Rewrite all of the lines below in full. Scale every coordinate in the answers by 1.1 and round to whole numbers, with halves going up, and leave the pictures out.

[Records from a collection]

BEGIN

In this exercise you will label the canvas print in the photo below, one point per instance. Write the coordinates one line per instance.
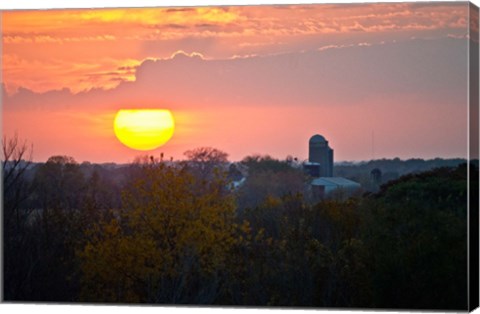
(305, 156)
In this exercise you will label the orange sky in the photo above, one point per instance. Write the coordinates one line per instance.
(253, 79)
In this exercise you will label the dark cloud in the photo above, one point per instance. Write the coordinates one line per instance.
(434, 70)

END

▶ **Solved exercise**:
In this exercise you will label the canvas print in the photo below, one point per instance. Write the coordinates one line per instance.
(336, 172)
In this exercise you will label the orange sky in the photo above, one point per instance. Write the coordinates one line per instance.
(278, 87)
In this exercise you will label the dark cloud in the photo above, one point per instance. Write the coordinates one line per instance.
(477, 77)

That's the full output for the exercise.